Selection -
Practically speaking, if we made work memory for autovacuum unlimited,
and allocated on demand as much as we need, I bet almost nobody would
have an issue.

> Because if we have global indexes then we must need this
> infrastructure to store the dead items for the partition because for
> example after vacuuming 1000 partitions while vacuuming the 1001st
> partition if we need to vacuum the global index then we don't want to
> rescan all the previous 1000 partitions to regenerate those old dead
> items right?  So I think this is the actual use case where we
> indirectly skip the heap vacuuming for some of the partitions before
> performing the index vacuum.

Well I agree. But the problem is what development path we should
pursue in terms of getting there. We want to do something that's going
to make sense if and when we eventually get global indexes, but which
is going to give us a good amount of benefit in the meanwhile, and
also doesn't involve having to make too many changes to the code at
the same time. I liked the idea of keeping VACUUM basically as it is
today -- two heap passes with an index pass in the middle, but now
with the conveyor injected -- because it keeps the code changes as
simple as possible. And perhaps we should start by doing just that
much. But now that I've realized that the benefit of doing only that
much is so little, I'm a lot less convinced that it is a good first
step. Any hope of getting a more significant benefit out of the
conveyor belt stuff relies on our ability to get more decoupling, so
that we for example collect dead TIDs on Tuesday, vacuum the indexes
on Wednesday, and set the dead TIDs unused on Thursday, doing other
things meanwhile.

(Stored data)
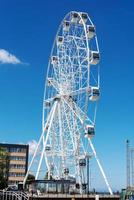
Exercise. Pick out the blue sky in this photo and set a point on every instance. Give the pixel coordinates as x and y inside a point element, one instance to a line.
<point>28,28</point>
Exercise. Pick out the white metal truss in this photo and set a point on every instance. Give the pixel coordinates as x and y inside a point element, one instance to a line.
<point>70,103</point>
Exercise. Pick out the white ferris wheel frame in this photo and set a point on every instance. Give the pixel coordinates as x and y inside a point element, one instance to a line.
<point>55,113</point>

---

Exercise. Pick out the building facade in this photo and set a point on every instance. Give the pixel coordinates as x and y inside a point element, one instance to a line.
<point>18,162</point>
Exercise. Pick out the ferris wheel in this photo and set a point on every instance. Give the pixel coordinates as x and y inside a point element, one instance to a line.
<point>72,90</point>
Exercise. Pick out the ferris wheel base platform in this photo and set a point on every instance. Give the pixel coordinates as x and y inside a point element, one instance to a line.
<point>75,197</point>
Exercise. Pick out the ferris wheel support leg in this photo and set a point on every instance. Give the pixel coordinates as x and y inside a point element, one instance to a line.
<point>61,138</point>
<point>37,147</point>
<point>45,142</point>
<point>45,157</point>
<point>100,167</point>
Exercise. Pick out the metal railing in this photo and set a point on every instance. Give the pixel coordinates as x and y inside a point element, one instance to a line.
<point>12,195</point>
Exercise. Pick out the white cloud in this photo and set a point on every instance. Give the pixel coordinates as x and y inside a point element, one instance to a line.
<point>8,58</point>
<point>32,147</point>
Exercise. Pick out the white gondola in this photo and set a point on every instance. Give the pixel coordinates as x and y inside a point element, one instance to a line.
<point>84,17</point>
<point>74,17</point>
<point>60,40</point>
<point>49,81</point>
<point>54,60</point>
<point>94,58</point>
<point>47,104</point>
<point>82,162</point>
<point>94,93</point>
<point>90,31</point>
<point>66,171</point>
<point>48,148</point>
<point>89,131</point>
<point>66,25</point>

Exercise instructions -
1. According to the vacuum discussion, how is VACUUM structured today?
2. Reproduce the lines of the listing from the line with "Exercise. Pick out the white cloud" up to and including the line with "<point>32,147</point>".
The text and the listing are unrelated pieces of material.

Answers to the exercises -
1. Two heap passes with an index pass in the middle.

2.
Exercise. Pick out the white cloud in this photo and set a point on every instance. Give the pixel coordinates as x and y inside a point element, one instance to a line.
<point>8,58</point>
<point>32,147</point>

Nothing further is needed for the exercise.